THE INPUT
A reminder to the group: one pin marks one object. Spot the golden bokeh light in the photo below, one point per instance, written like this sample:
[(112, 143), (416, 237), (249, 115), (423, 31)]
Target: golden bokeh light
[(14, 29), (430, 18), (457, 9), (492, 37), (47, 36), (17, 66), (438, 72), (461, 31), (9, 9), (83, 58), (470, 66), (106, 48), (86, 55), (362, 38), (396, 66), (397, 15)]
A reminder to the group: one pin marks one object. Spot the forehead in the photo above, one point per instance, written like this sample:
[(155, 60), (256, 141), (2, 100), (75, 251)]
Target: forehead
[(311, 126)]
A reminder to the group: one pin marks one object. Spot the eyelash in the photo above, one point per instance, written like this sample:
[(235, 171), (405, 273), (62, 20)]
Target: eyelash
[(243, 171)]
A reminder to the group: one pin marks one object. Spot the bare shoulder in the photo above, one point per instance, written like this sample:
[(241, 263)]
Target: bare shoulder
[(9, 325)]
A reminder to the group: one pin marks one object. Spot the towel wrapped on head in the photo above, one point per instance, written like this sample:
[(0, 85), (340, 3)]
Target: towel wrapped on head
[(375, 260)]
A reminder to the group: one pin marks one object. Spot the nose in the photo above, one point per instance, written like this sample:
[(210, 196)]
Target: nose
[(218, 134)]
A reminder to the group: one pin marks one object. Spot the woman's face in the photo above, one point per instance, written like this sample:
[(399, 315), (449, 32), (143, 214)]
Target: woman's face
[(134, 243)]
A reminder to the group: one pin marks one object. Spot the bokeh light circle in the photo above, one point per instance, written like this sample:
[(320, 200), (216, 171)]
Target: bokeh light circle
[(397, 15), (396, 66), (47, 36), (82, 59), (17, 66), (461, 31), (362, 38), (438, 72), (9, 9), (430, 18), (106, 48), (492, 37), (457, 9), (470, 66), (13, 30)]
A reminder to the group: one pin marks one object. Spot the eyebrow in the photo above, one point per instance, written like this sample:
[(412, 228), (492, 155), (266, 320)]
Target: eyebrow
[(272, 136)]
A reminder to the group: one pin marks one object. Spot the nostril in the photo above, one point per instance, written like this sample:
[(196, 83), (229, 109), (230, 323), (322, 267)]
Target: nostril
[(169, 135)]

PROBLEM TO SOLVE
Copy all of the data above again, putting "A note for the team" in place of every "A reminder to the group" and leaving everything else unchanged.

EXERCISE ANSWER
A note for the team: one pin marks one object. Spot the golden bokeh light in the photo below, one point per instance, written like this sample:
[(112, 143), (416, 237), (249, 115), (423, 31)]
Target: golden bokeh light
[(14, 29), (430, 18), (457, 9), (492, 37), (47, 36), (17, 66), (438, 72), (461, 31), (9, 9), (83, 58), (470, 66), (106, 48), (86, 55), (362, 38), (396, 66), (397, 15)]
A note for the team: one pin marks one object. Spot the forehead in the photo above, one point per instance, written like this sample:
[(155, 60), (256, 141), (2, 100), (75, 251)]
Target: forehead
[(311, 126)]
A note for the team: one pin marks one object. Spot the eyelash in the photo above, one point per instance, written like this sample:
[(235, 171), (405, 273), (62, 20)]
Target: eyelash
[(243, 171)]
A note for the team: one pin marks one object. Spot the bare shoulder in the photo above, one point per instance, written like this sample:
[(241, 263)]
Target: bare shoulder
[(9, 325)]
A note for the team: one pin marks one object. Spot the towel wrapped on head in the photo above, one point per instance, written like this sample:
[(0, 85), (340, 3)]
Target: towel wrapped on head
[(375, 260)]
A note for the team: one pin marks one object. Spot the nose in the photo above, one point per instance, written like this sample:
[(210, 196)]
Target: nose
[(218, 134)]
A note for the team: one pin marks one object. Spot the woman's face in the photo above, one point per instance, written like this sample:
[(399, 315), (449, 32), (143, 214)]
Target: woman's face
[(134, 243)]
A note for the team: one pin marks one object. Spot the bokeh light circle in the photo above, one point per instance, written like this sample:
[(320, 200), (216, 171)]
Target: bokeh light circle
[(397, 15), (396, 66), (47, 36), (82, 59), (17, 66), (461, 31), (362, 38), (438, 72), (9, 9), (430, 18), (106, 48), (492, 37), (457, 9), (470, 66), (13, 30)]
A note for the team: one pin marks one object. Spot the eyebrow in the photo above, one point per instance, written like this sample:
[(412, 228), (492, 155), (266, 320)]
Target: eyebrow
[(272, 136)]
A note for the team: one pin marks one object. Spot the nostril in the photo above, one point per instance, written like this sample:
[(196, 83), (229, 109), (230, 323), (322, 267)]
Target: nostril
[(169, 135)]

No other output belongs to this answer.